(Stored items)
-=-=-

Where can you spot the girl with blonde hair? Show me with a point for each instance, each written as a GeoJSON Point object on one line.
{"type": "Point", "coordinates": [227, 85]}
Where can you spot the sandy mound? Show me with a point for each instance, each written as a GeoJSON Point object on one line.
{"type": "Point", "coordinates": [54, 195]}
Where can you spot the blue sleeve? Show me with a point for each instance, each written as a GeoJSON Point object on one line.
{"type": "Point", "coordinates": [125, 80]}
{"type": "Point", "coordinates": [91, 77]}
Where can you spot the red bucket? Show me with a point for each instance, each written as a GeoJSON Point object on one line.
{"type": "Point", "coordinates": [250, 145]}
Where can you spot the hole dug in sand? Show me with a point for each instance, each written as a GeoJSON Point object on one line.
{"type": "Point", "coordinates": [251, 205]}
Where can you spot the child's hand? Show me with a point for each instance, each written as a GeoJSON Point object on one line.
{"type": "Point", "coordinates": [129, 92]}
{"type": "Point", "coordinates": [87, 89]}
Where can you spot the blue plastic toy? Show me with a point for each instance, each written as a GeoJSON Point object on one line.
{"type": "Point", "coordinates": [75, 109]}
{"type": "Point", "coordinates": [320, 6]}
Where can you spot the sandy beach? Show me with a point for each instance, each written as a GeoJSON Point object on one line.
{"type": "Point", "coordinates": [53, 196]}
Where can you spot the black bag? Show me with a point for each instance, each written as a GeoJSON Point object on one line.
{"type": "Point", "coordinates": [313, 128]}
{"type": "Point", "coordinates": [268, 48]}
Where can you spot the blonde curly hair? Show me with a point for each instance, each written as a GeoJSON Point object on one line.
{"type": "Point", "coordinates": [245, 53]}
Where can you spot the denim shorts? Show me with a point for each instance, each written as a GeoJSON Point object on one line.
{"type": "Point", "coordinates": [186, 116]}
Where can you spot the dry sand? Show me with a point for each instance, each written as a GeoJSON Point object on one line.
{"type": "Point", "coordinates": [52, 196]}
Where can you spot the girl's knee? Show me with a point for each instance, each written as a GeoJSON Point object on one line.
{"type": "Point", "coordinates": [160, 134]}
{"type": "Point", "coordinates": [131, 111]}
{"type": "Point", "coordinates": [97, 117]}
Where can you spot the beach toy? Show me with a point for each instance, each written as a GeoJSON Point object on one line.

-=-=-

Could you set down every line above exactly as written?

Where can you spot the girl with blonde hair? Show me with a point for each instance, each written as a GeoJSON Point object on one line.
{"type": "Point", "coordinates": [227, 85]}
Where can you spot the sandy mound? Show me with a point for each instance, each written as a GeoJSON Point object on one line.
{"type": "Point", "coordinates": [54, 195]}
Where can you spot the blue sleeve? Show me with a point for each instance, each written as a GeoJSON Point object on one line.
{"type": "Point", "coordinates": [125, 80]}
{"type": "Point", "coordinates": [91, 77]}
Where can you spot the red bucket? Show me with a point for each instance, each written as a GeoJSON Point object on one line.
{"type": "Point", "coordinates": [250, 145]}
Where can you spot the hole dug in sand? Show me with a point for each instance, each written as a GeoJSON Point object on one line.
{"type": "Point", "coordinates": [251, 205]}
Where can you spot the child's hand? Show me with a point for each instance, each written as a GeoJSON Point object on one line.
{"type": "Point", "coordinates": [129, 92]}
{"type": "Point", "coordinates": [87, 89]}
Where can you spot the blue plastic toy? Show me with a point for each instance, each written as a GeoJSON Point object on one line.
{"type": "Point", "coordinates": [75, 109]}
{"type": "Point", "coordinates": [320, 6]}
Where can you spot the sandy beach? Show me with a point for each instance, each written as a GeoJSON Point object on one line.
{"type": "Point", "coordinates": [53, 196]}
Where can you spot the black bag? Show me with a point for each instance, each written as a GeoJSON Point object on one line.
{"type": "Point", "coordinates": [313, 128]}
{"type": "Point", "coordinates": [268, 48]}
Where can you spot the blonde curly hair? Show me with a point for each instance, each written as a GeoJSON Point object on one line.
{"type": "Point", "coordinates": [245, 53]}
Where can you spot the denim shorts? Show me with a point for each instance, each written as a GeoJSON Point object on one line.
{"type": "Point", "coordinates": [186, 116]}
Where can you spot the dry sand? Show me with a point for each instance, each written as a GeoJSON Point object on one line.
{"type": "Point", "coordinates": [52, 196]}
Where can you spot the girl's knee? Show me with a point for each instance, each written as a GeoJSON Point object on one line.
{"type": "Point", "coordinates": [160, 134]}
{"type": "Point", "coordinates": [131, 111]}
{"type": "Point", "coordinates": [97, 117]}
Where can you spot the beach toy? Show me with a point for each instance, each written as a GeoJSON Point object on one line.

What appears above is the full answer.